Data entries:
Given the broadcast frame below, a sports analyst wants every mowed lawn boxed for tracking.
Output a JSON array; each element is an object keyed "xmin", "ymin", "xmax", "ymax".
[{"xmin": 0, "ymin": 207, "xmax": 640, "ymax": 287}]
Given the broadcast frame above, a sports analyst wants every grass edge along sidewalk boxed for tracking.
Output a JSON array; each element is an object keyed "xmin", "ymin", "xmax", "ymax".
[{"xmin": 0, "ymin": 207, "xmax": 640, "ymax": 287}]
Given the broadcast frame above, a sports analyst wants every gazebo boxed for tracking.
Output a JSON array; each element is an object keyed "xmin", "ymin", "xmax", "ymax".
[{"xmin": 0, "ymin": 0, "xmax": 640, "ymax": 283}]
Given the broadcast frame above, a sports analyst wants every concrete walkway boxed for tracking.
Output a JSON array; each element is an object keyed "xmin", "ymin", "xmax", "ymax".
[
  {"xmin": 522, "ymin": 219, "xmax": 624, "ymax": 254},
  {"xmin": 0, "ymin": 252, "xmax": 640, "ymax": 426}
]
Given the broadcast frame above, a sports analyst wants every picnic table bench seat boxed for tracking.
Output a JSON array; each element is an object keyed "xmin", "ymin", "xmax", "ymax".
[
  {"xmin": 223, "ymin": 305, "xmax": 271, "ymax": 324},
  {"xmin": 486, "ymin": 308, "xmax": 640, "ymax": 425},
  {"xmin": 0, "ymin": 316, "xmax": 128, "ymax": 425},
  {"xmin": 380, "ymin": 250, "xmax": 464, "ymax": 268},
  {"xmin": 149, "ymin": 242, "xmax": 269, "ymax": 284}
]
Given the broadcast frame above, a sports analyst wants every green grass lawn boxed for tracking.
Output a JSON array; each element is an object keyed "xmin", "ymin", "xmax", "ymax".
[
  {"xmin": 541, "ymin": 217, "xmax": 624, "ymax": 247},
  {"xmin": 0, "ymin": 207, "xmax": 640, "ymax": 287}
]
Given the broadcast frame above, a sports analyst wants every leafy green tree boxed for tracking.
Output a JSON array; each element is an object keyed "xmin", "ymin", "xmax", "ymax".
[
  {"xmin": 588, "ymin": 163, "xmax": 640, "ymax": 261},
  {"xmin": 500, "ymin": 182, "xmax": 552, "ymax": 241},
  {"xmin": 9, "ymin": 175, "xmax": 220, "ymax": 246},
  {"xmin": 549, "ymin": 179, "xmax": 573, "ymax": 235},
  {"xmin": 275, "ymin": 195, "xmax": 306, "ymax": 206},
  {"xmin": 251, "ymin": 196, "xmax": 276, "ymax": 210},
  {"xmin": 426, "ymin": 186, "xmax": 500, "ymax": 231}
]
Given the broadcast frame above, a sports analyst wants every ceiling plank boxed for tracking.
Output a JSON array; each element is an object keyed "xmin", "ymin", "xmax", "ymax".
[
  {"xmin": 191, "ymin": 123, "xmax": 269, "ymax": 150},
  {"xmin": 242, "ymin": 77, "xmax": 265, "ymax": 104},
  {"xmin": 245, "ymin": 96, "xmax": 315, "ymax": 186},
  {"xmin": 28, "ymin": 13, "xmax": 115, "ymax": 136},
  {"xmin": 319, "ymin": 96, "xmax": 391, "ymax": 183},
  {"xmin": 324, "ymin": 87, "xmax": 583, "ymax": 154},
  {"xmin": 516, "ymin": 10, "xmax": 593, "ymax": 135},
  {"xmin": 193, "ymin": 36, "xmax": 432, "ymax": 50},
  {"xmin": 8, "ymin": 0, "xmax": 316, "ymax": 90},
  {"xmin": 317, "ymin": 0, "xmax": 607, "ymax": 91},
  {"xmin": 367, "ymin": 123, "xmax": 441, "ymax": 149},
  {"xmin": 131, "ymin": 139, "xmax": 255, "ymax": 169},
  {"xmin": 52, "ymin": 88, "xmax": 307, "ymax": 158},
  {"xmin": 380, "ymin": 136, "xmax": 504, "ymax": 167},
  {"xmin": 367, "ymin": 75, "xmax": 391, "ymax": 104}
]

__Stated task__
Give only the number of lines in the material above that contain the string "wants". Matching is case-sensitive.

__Result__
8